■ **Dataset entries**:
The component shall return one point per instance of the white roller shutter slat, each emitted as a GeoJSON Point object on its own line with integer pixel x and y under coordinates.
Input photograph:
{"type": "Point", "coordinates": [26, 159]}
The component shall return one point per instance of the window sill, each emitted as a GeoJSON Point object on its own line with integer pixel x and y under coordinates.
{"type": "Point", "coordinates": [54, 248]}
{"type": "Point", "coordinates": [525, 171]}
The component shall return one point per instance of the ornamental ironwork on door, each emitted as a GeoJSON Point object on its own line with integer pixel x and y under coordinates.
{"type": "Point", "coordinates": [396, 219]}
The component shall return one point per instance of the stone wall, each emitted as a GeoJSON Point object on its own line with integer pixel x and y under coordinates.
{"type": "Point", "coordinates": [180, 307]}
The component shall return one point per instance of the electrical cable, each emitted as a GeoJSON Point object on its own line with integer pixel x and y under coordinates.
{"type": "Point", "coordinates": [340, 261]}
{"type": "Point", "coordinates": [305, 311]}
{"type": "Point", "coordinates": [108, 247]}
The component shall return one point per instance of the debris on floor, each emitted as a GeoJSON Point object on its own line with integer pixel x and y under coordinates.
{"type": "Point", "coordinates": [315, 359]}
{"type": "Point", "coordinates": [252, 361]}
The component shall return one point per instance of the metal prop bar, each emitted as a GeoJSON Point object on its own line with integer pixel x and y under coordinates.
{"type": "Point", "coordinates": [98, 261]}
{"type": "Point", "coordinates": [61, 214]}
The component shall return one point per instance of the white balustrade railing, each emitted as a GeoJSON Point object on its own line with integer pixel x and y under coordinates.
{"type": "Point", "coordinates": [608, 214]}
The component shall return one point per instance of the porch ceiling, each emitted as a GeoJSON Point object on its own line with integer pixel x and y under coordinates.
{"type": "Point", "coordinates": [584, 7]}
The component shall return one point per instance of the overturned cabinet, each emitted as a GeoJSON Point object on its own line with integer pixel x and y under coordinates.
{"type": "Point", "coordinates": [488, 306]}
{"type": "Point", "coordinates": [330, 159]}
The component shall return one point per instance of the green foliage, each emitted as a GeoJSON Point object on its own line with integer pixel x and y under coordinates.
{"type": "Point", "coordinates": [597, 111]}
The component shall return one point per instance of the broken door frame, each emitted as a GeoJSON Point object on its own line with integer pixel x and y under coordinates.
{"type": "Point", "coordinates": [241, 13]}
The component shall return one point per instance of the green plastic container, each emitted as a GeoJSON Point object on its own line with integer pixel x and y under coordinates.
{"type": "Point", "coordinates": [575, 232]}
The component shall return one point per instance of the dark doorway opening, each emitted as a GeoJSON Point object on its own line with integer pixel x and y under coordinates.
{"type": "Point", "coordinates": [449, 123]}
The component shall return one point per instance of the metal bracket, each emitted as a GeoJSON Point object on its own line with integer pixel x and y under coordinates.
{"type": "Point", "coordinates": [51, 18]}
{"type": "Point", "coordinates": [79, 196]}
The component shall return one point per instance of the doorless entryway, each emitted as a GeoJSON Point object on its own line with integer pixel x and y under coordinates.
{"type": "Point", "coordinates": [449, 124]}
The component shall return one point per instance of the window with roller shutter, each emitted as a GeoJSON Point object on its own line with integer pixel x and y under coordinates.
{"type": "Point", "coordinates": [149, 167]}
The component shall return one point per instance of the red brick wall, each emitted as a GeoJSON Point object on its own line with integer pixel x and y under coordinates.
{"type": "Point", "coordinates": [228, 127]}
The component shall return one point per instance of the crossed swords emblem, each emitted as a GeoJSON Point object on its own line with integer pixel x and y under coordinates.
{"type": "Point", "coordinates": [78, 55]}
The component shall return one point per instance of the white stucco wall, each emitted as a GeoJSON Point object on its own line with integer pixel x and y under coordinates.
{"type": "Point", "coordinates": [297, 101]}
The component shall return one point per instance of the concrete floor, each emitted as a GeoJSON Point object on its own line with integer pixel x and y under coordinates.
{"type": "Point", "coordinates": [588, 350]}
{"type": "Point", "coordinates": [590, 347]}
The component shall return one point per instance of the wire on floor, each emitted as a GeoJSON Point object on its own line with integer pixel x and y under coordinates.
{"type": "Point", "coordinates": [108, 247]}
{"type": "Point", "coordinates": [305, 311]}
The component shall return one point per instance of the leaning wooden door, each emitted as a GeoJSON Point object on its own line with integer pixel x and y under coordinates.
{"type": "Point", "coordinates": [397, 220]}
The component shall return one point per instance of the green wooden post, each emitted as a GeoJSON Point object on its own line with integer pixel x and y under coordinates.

■ **What is expected**:
Can you rewrite every line from the one containing "The component shall return one point per instance of the crossed" through the last of the rows, both ends included, with each pixel coordinate in the answers shifted by -59?

■ **Correct answer**:
The component shall return one point per instance of the crossed swords emblem, each emitted as a GeoJSON Point object on its own line with integer pixel x and y under coordinates.
{"type": "Point", "coordinates": [19, -4]}
The component shall return one point per instance of the white stucco wall, each emitted as a GeoJSON Point object on its own line with integer pixel x and y under coordinates.
{"type": "Point", "coordinates": [238, 42]}
The component shall return one point per instance of the concrete floor, each emitted as a GeoJSON Point object on its own line with integer pixel x and y under coordinates.
{"type": "Point", "coordinates": [529, 291]}
{"type": "Point", "coordinates": [531, 288]}
The component shall return one point per instance of the wire on floor, each emitted as a GeoJSON Point object on its own line with integer pixel x and y under coordinates.
{"type": "Point", "coordinates": [49, 188]}
{"type": "Point", "coordinates": [246, 252]}
The component shall return one point per instance of the leaning wooden door, each emitted as a GeoJSON Point object on its own line with integer pixel x and y under coordinates.
{"type": "Point", "coordinates": [338, 161]}
The component shall return one point per instance of the green wooden post, each emitted as a GeoJSON Point object on its own line with integer pixel x and y under coordinates.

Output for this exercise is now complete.